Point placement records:

━━━━━━━━━━━━━━━━━━━━

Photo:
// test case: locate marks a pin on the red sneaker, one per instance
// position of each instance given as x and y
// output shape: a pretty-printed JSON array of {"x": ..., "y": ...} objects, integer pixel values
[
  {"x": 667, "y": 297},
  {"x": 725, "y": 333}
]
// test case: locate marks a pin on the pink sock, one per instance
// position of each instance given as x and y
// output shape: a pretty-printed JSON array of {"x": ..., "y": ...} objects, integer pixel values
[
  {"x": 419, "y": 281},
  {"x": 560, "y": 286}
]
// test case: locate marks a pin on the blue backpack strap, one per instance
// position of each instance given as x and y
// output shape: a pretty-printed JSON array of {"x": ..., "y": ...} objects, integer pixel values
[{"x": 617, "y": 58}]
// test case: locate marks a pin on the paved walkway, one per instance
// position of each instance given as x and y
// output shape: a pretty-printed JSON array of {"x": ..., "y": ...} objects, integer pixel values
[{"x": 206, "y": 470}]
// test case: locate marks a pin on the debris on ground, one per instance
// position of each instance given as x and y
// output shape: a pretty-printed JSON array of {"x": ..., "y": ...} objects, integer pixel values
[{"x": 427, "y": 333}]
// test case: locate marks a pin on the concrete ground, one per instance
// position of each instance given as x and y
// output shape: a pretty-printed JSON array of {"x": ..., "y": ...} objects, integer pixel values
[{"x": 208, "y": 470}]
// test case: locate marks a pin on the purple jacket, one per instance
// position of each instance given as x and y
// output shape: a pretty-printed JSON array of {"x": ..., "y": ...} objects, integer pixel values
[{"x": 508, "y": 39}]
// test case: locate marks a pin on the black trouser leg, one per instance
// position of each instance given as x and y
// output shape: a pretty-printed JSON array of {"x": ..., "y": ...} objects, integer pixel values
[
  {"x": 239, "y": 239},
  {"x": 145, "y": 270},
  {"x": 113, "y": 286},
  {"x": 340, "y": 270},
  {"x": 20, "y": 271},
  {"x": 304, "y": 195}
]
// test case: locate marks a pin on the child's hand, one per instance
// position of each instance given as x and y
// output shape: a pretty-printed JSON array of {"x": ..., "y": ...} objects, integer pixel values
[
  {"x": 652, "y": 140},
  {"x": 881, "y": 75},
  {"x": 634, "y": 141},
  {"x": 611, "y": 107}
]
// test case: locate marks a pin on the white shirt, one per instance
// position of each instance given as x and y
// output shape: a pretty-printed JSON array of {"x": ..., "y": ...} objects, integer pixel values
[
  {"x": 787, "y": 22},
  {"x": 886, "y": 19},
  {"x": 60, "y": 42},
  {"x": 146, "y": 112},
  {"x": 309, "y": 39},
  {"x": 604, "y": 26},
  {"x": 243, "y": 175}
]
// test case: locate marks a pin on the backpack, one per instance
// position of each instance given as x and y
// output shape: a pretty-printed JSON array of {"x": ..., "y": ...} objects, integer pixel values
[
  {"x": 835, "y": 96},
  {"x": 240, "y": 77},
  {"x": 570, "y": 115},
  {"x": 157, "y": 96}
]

━━━━━━━━━━━━━━━━━━━━

Make an exact copy of the material above.

Task solution:
Photo:
// test case: locate marks a pin on the red sneaker, one per instance
// position of each instance given as x and y
// output shape: a pretty-printed JSON array of {"x": ..., "y": ...} objects, integer pixel values
[
  {"x": 667, "y": 297},
  {"x": 725, "y": 333}
]
// test case: locate marks a pin on the pink sock, one per instance
// position of each instance given as x and y
// output shape: a pretty-printed JSON array of {"x": ..., "y": ...} objects, integer pixel values
[
  {"x": 419, "y": 281},
  {"x": 560, "y": 286}
]
// test case: locate marks a pin on the blue backpack strap, one per instance
// position of each instance given as x and y
// output shape: a pretty-printed JSON array of {"x": ..., "y": ...} objects, integer pixel values
[{"x": 617, "y": 58}]
// test case: locate marks a pin on the paved walkway, one per instance
// position of each instance given as x and y
// output shape: a pretty-printed JSON array of {"x": ..., "y": ...} objects, integer pixel values
[{"x": 206, "y": 470}]
// test case: locate marks a pin on the debris on ground, one per instance
// position of each instance given as x and y
// output shape: a pretty-printed JSON array of {"x": ..., "y": ...} objects, integer pixel values
[{"x": 427, "y": 333}]
// test case: locate marks a pin on the concrete ground, one per instance
// position of each instance given as x and y
// output shape: a pretty-printed JSON array of {"x": ..., "y": ...} objects, integer pixel values
[{"x": 208, "y": 470}]
// test case: locate marks a pin on the purple jacket, one per instance
// position of each instance given as x and y
// output shape: a pretty-printed JSON array of {"x": ..., "y": ...} objects, integer pixel values
[{"x": 508, "y": 39}]
// test case: locate marks a pin on the black trouser leg, one per instance
// position of each instance given as x and y
// output shape: a pretty-printed JSON array of {"x": ..., "y": ...} objects, integer pixel values
[
  {"x": 239, "y": 239},
  {"x": 145, "y": 270},
  {"x": 113, "y": 286},
  {"x": 340, "y": 270},
  {"x": 20, "y": 271},
  {"x": 304, "y": 195}
]
// test case: locate marks a pin on the child's hand, one per instance
// position of each instance given as x and y
// output shape: a pretty-printed JSON array of {"x": ..., "y": ...} objects, integer pixel values
[
  {"x": 652, "y": 140},
  {"x": 881, "y": 75},
  {"x": 634, "y": 141},
  {"x": 611, "y": 107}
]
// test case: locate marks a pin on the white shirt, one per instance
// position of each instance given as x and y
// output shape: a pretty-printed JSON array of {"x": ..., "y": ...} objects, integer pixel values
[
  {"x": 787, "y": 22},
  {"x": 886, "y": 19},
  {"x": 60, "y": 42},
  {"x": 146, "y": 112},
  {"x": 309, "y": 39},
  {"x": 604, "y": 26},
  {"x": 243, "y": 175}
]
// test case: locate marks a pin on the backpack, one per instance
// position of each instance given as x and y
// output shape: a pretty-printed JSON array of {"x": ..., "y": ...} objects, integer pixel values
[
  {"x": 835, "y": 96},
  {"x": 240, "y": 77},
  {"x": 570, "y": 115},
  {"x": 157, "y": 96}
]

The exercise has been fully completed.